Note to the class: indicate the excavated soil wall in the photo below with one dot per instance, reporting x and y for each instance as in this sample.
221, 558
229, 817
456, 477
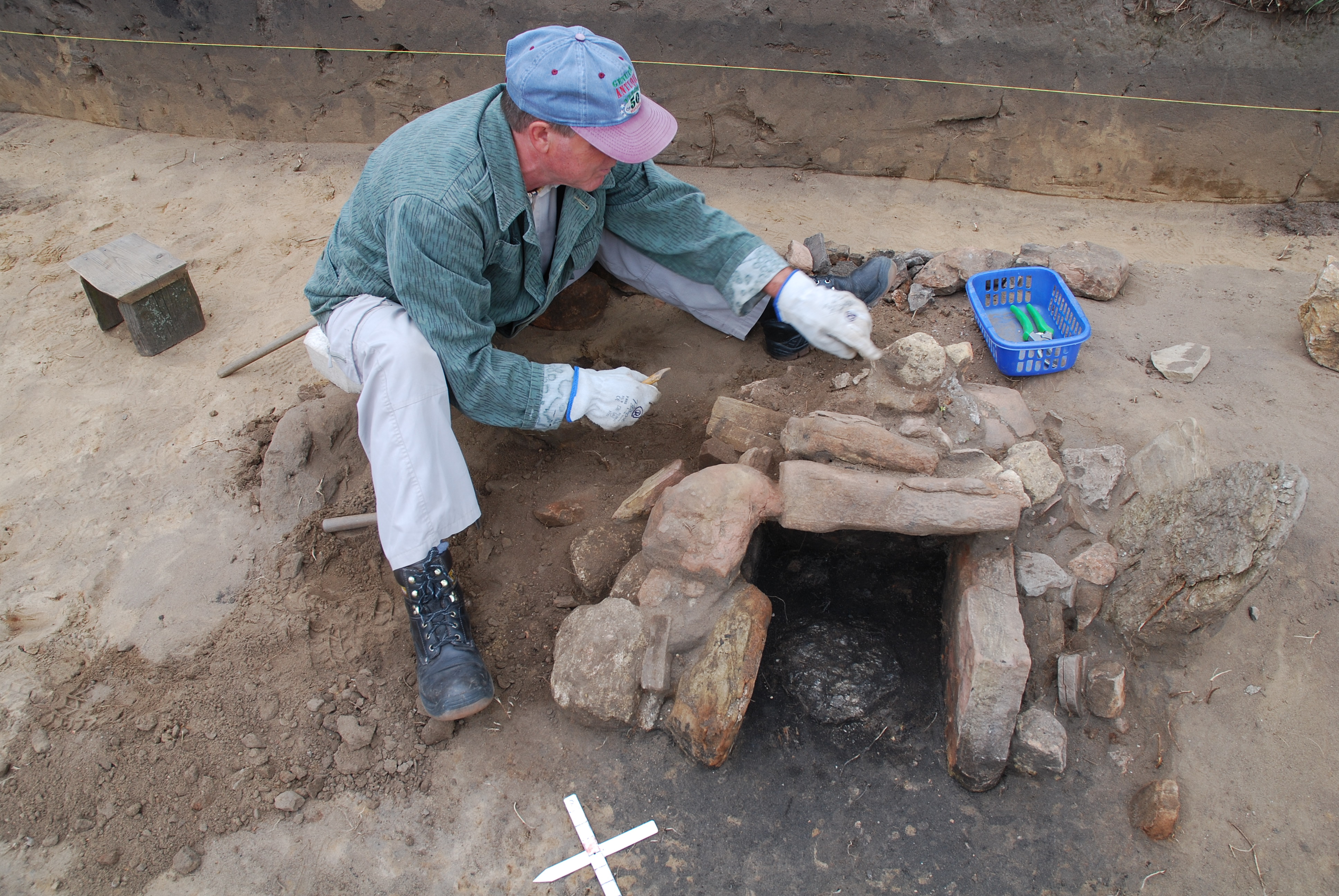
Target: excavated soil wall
1057, 144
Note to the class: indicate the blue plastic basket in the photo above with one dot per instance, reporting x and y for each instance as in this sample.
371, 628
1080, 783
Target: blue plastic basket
991, 295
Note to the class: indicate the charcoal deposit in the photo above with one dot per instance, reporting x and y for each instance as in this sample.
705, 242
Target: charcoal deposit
837, 672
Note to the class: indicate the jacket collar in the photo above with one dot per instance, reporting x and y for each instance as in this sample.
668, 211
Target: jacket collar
502, 161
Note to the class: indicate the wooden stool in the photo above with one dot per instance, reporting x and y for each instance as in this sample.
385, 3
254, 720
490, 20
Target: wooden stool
130, 279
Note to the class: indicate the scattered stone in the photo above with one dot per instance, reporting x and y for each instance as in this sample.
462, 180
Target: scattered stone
1105, 690
800, 256
744, 427
290, 801
918, 361
655, 662
1182, 363
596, 663
967, 463
1095, 472
563, 512
856, 440
918, 297
185, 862
1202, 550
291, 567
1070, 670
1176, 458
997, 438
600, 552
1040, 743
353, 735
639, 503
1038, 574
1097, 564
705, 523
1006, 402
1034, 255
950, 272
714, 693
350, 761
761, 460
1044, 630
1319, 317
715, 452
1156, 808
819, 254
436, 732
1090, 271
959, 354
837, 672
1088, 603
1034, 465
630, 579
986, 660
819, 497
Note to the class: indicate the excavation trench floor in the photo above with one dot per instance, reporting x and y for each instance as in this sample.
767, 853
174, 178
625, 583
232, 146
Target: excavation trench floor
126, 510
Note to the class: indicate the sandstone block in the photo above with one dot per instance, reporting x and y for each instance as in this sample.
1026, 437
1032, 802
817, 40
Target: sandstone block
1034, 465
1097, 564
1006, 402
1090, 271
714, 694
1202, 550
1156, 808
703, 524
598, 663
987, 662
1095, 472
715, 452
1176, 458
628, 582
1319, 317
918, 361
841, 437
819, 497
599, 554
1040, 743
800, 256
1104, 690
639, 503
744, 427
1182, 363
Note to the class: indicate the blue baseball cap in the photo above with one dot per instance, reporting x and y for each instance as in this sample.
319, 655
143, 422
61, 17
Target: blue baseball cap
576, 78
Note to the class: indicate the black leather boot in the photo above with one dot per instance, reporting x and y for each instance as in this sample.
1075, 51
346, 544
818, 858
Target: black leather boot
453, 678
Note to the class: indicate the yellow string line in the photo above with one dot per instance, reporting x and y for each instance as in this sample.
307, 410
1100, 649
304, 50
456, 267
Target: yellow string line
700, 65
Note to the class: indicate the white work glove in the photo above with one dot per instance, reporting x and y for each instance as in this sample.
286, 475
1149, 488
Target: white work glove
610, 398
831, 319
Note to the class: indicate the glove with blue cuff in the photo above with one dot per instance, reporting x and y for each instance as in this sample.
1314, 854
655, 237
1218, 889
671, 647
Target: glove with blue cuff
831, 319
610, 398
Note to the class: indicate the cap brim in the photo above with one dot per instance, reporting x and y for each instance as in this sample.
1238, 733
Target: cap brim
638, 140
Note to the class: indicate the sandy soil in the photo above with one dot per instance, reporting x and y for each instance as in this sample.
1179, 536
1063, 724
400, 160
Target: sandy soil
138, 582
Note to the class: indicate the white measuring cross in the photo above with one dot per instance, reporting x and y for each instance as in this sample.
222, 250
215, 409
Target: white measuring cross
594, 852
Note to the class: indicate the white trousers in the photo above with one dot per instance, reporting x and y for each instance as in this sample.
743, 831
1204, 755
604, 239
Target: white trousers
424, 487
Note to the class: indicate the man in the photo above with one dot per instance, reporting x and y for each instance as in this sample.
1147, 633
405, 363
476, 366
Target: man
468, 223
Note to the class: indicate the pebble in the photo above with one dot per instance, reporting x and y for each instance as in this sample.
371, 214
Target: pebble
288, 801
185, 862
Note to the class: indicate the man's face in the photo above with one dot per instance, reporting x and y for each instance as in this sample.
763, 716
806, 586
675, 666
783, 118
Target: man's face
576, 162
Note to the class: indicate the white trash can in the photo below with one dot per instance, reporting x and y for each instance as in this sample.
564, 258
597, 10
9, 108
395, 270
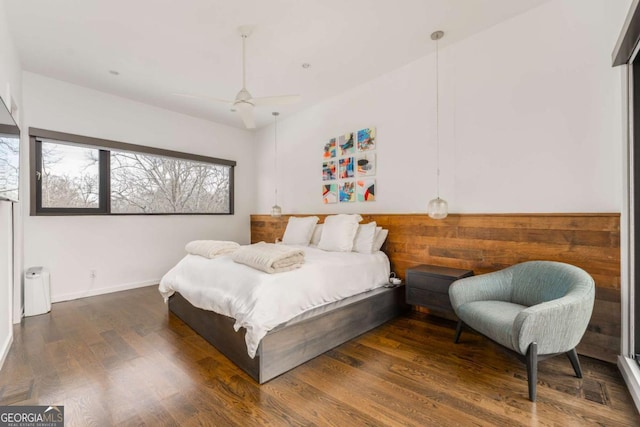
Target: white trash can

■ ■ ■ ■ ■

### [DIRECTIONS]
From the first record to the last, print everything again exactly, without pictures.

### [COMPLETED EXERCISE]
Note to the class: indicate the excavated soil wall in the photo below with one dot per instance, reporting x and y for each instance as in this sample.
221, 558
229, 817
456, 477
Target: excavated soil wall
1057, 144
Note to the class: indicate the blue plastic basket in the photo above with one dot per instance, reporting x and y for each instance as in this sample.
371, 628
1080, 783
Target: blue plastic basket
991, 295
Note to the class: indicate the charcoal deposit in the photo above with one dot per instance, reporting x and y for each instance as in this sample.
705, 242
Target: charcoal deposit
837, 672
Note to the class: indicate the jacket collar in the photo above with one dot per instance, reporting x and y for each instance as in this sample.
668, 211
Target: jacket collar
502, 161
Note to the class: indicate the wooden stool in the photo above with one dot per instance, reporting x and y for each instance as in this sample.
385, 3
254, 720
490, 20
Target: wooden stool
130, 279
Note to the class: indicate the scattered stone in the photo above with one dot per instance, reporting x and y for each instance as in this sample.
462, 180
Target: scattered stone
1105, 690
800, 256
744, 427
290, 801
918, 361
655, 662
1182, 363
596, 663
967, 463
1095, 472
563, 512
856, 440
918, 297
185, 862
1202, 550
291, 567
1070, 670
1176, 458
997, 438
600, 552
1040, 743
353, 735
639, 503
1038, 574
1097, 564
705, 523
1006, 402
1034, 255
950, 272
714, 693
350, 761
761, 460
1044, 630
1319, 317
715, 452
1156, 808
819, 254
436, 732
1090, 271
959, 354
837, 672
1088, 603
1034, 465
630, 579
986, 660
819, 497
Note to the class: indicate the excavation trench floor in the photo above with one dot per instance, reporting x and y for each instance as in this sample.
767, 853
174, 178
625, 583
232, 146
Target: excavation trench floor
126, 510
Note to the class: indicate the sandstone block in the photo above with one dot per instance, reporting x and y for each instance as in this sample.
1026, 437
1032, 802
817, 40
Target: sandstone block
1034, 465
1097, 564
1006, 402
1090, 271
714, 694
1202, 550
1156, 808
703, 524
598, 663
987, 662
1095, 472
715, 452
1176, 458
628, 582
1319, 317
918, 361
841, 437
819, 497
599, 554
1040, 743
800, 256
1104, 690
639, 503
744, 427
1182, 363
Note to the class: indicate the blue baseball cap in the photo above with one dot per instance, reporting x and y for each instance as in this sample.
319, 655
143, 422
61, 17
Target: blue baseball cap
576, 78
Note to the class: indicate the black leather boot in the photo above with one dot per instance, reporting x and y for each instance as in this sample.
1075, 51
346, 544
818, 858
Target: black leather boot
453, 678
Note to the class: indicate the yellow string line in the photo above with one dot per instance, reporting x and y for each instance as in this sample.
307, 410
1100, 649
304, 50
456, 267
Target: yellow string line
700, 65
Note to the class: indicate the white work glove in the photo above with one dot per instance, reporting x and y for each instance as in this sample.
286, 475
1149, 488
Target: white work glove
610, 398
831, 319
Note to the class: indicate the glove with blue cuff in the photo above with one dot per instance, reporting x and y for each instance as in this sample.
1314, 854
655, 237
1218, 889
671, 647
Target: glove with blue cuff
831, 319
610, 398
Note to the class: indicate the cap brim in the photo above with one dot per instance, reporting x and y for each instance as in this sample.
1238, 733
Target: cap brim
638, 140
Note to the class: indicate the sandy soil in the photo above with one dot per instance, reporting x and y for each instance as in this sample.
1179, 536
1063, 724
400, 160
Target: sandy soil
138, 582
Note to the class: indicate the white measuring cross in the photo above with one dot per instance, reporting x and y for each instance as in this sample.
222, 250
215, 409
Target: white measuring cross
594, 852
Note to the class: indicate the white trousers in the photo above with one dot per instance, reporting x and y for each instance as in this sample.
743, 831
1204, 755
604, 239
Target: white trousers
424, 487
Note to the class: indicate the man in the photo above with one dot per instance, reporting x and y for each instance as in this sample.
1147, 633
405, 363
476, 366
Target: man
468, 223
Note to the class: indicate the pebble in the photo above with one dot per instance, reporting x and y for each instance as in this sample.
371, 214
Target: pebble
288, 801
185, 862
Note to the class: indicate the man's face in the photo above with one dot per instance, reporting x and y for each instance as in this sample.
763, 716
806, 586
675, 666
783, 118
Target: man's face
576, 162
Note to the class: indicate the white trash can in the photo below with one dot per instance, reporting x and y for each instance as in this sample.
564, 258
597, 10
9, 108
395, 270
Target: white trash can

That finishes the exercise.